■ WHAT TO PRODUCE ■
Render every line of the records below as a JSON list of strings, one string per line, omitting blank lines and leaving the pictures out.
## begin
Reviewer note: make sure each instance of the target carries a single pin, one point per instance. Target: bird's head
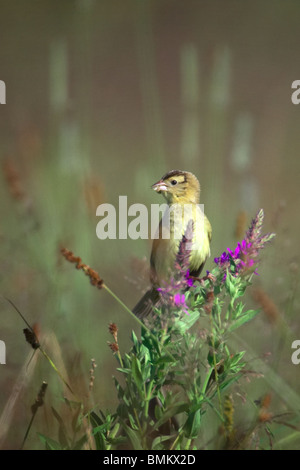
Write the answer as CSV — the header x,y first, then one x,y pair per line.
x,y
180,187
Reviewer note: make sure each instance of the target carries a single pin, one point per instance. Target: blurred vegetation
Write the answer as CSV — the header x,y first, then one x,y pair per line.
x,y
102,99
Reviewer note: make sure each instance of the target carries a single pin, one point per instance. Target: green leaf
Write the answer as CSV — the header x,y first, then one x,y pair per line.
x,y
50,443
133,436
137,373
243,319
169,413
80,443
192,424
157,443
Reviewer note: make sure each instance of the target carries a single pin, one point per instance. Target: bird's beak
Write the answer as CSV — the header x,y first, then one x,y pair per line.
x,y
159,186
## end
■ FINAL RESULT ■
[
  "Reviewer note: make sure each instance of the target carries a single pin, one point per instance. Target: bird's head",
  "Write the answer as CSV — the header x,y first, then one x,y pair per line.",
  "x,y",
  "180,187",
  "Reviewer note: make sure each instance of the target carries a single pin, one point per instance. Target: blurred vegetation",
  "Write the answer as CSV — the header x,y first, then one x,y pair per line.",
  "x,y",
  "102,99",
  "Reviewer note: make sure each instance of the target carries a single pin, one point per instance. Target: green leaf",
  "Write the answer as CSV — the header x,y first, then one x,y pair per line.",
  "x,y",
  "50,443",
  "133,436",
  "137,373",
  "243,319",
  "169,413",
  "80,443",
  "192,424",
  "157,443",
  "Reviewer note: make sure each instance of the target carries a single pin, one point per instance. Target: bird's beak",
  "Write the answer as CSV — the header x,y first, then one x,y pair per line.",
  "x,y",
  "159,186"
]